▸ **Task**: Write out the records word for word.

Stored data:
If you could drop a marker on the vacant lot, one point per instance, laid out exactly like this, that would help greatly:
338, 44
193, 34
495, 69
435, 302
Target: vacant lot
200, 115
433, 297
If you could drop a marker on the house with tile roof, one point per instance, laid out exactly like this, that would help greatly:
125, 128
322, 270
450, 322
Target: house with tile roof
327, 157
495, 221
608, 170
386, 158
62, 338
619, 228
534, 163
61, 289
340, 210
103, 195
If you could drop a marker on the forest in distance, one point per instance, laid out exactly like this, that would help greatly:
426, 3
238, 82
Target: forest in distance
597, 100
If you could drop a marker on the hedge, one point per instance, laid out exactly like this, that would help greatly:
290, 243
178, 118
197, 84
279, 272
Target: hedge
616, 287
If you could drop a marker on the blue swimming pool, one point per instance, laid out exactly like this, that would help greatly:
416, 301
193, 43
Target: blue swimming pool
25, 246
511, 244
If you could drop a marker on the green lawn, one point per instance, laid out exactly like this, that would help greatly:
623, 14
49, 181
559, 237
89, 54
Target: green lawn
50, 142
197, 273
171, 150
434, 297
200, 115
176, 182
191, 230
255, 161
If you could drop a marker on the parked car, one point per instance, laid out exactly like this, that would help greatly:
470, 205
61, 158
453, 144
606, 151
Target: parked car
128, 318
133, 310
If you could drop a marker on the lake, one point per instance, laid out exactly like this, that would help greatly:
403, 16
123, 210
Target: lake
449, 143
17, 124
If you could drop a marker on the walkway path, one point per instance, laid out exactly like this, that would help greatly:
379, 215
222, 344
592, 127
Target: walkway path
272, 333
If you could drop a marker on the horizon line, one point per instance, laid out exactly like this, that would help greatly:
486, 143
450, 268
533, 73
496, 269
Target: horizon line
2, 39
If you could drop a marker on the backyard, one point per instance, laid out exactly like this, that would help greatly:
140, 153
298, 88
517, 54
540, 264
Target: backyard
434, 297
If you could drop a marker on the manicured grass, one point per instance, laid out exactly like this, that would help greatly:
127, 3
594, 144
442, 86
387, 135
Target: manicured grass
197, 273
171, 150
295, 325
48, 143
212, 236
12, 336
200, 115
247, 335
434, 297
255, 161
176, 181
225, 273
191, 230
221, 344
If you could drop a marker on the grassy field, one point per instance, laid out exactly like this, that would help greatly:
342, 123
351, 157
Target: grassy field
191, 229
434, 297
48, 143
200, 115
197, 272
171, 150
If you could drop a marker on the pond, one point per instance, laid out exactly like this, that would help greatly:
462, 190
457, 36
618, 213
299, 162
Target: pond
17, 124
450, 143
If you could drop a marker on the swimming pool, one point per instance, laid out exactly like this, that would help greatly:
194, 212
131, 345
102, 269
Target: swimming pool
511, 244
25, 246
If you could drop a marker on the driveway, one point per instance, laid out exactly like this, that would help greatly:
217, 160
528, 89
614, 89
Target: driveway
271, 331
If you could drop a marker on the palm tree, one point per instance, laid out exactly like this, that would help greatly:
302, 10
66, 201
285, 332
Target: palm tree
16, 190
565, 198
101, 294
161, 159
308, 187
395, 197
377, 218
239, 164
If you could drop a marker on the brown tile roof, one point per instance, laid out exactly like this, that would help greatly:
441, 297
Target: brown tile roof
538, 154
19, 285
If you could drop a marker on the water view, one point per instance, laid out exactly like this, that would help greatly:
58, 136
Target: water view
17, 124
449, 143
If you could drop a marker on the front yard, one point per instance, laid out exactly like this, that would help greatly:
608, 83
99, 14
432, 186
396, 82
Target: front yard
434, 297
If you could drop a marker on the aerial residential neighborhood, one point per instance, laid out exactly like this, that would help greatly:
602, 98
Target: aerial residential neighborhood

▸ **Reply**:
If you could drop a marker on the vacant lot, one point per instance, laid out exactly like this, that would help greatly:
338, 44
193, 34
495, 69
435, 302
Target: vacant lot
200, 115
433, 297
If you could drop a marker on the house with tile roof, one point per instance, laid out exactly like this, that would help greatly:
125, 128
322, 270
450, 322
Target: house with tile roof
327, 157
495, 221
608, 170
386, 158
62, 338
619, 228
534, 163
61, 289
340, 210
103, 195
If you could drop a marker on the forest in distance, one point per instance, laid out exactly like this, that would help greatly:
426, 3
238, 82
Target: forest in distance
597, 100
If you could drop a marker on the hedge, one point per instance, laid out exactly like this, that would help greatly:
290, 243
178, 118
197, 84
279, 272
Target: hedge
616, 287
If you could drop a marker on the blue swimming pool, one point per instance, laid out exactly like this, that would help greatly:
416, 301
193, 43
Target: blue swimming pool
25, 246
511, 244
If you could drop a marker on the green lawn, one point per instance, laid out exactly like this, that would help greatly:
623, 14
49, 181
559, 237
89, 54
Target: green lawn
50, 142
197, 273
171, 150
434, 297
200, 115
176, 182
191, 230
255, 161
If you could drop a marker on the parked car, one point per instance, laid out exactly like this, that would help greatly:
470, 205
61, 158
453, 144
606, 151
Target: parked car
128, 318
133, 310
If you could drop a marker on the lake, one point per instance, laid out exactly like this, that would help greatly:
403, 16
123, 210
Target: lake
449, 143
17, 124
If you could drop a marker on the walkway path, one point per instance, laid out exactly like this, that would help greatly:
379, 215
222, 344
592, 127
Target: walkway path
272, 333
If you could drop a marker on the horizon line, one point per instance, laid out exactly like this, that would help greatly:
486, 143
450, 268
533, 73
496, 269
Target: horizon line
2, 39
If you could drop a marker on the backyard, one point per instance, laid out exactly like this, that would help greatly:
140, 153
298, 88
517, 54
540, 264
Target: backyard
434, 297
If you could drop a marker on the manicured grass, one point per instance, laid out exactly like this, that would help greatly:
127, 3
594, 144
442, 86
387, 135
Target: manicured grass
197, 273
171, 150
295, 325
48, 143
212, 236
12, 336
200, 115
247, 335
434, 297
255, 161
176, 181
225, 273
191, 230
221, 344
If you could drop a marker on the grassy field, one point per instance, laid out exactly like this, that would help greatly:
342, 123
351, 157
Target: grassy field
191, 229
434, 297
48, 143
200, 115
197, 272
171, 150
If you could drop a marker on the pond, one point per instance, laid out exactly like this, that would help greatly:
462, 190
457, 36
618, 213
299, 162
Target: pond
17, 124
450, 143
If you could drop a marker on the swimming pool, one point per instance, laid out exactly like this, that would help greatly:
194, 212
131, 345
102, 269
Target: swimming pool
511, 244
25, 246
If you could drop a marker on the driveway, one point per instance, laid out exactly like this, that would help greatly:
217, 160
528, 89
614, 89
Target: driveway
271, 331
If you could drop a marker on the palm tree, one point per instance, laid out exactly like this, that would help greatly:
302, 10
66, 201
285, 332
Target: palm tree
16, 190
565, 198
101, 294
161, 159
308, 187
395, 197
377, 218
239, 164
If you could drop a marker on the brown tile roof, one point per instance, laid out exactly like this, that would help greatly:
441, 297
Target: brown tile roof
538, 154
19, 285
If you could drop a marker on the water view, one point per instance, laid out exactly like this, that would help greatly:
58, 136
Target: water view
17, 124
449, 143
If you could drop a marker on the front yard, one point per instance, laid out exactly like this, that would help greatly:
608, 83
99, 14
432, 186
396, 82
Target: front yard
434, 297
If you could drop a marker on the aerial residential neighborhood, one point per instance, laid out exactly like this, that would help greatly:
602, 98
Target: aerial residential neighborhood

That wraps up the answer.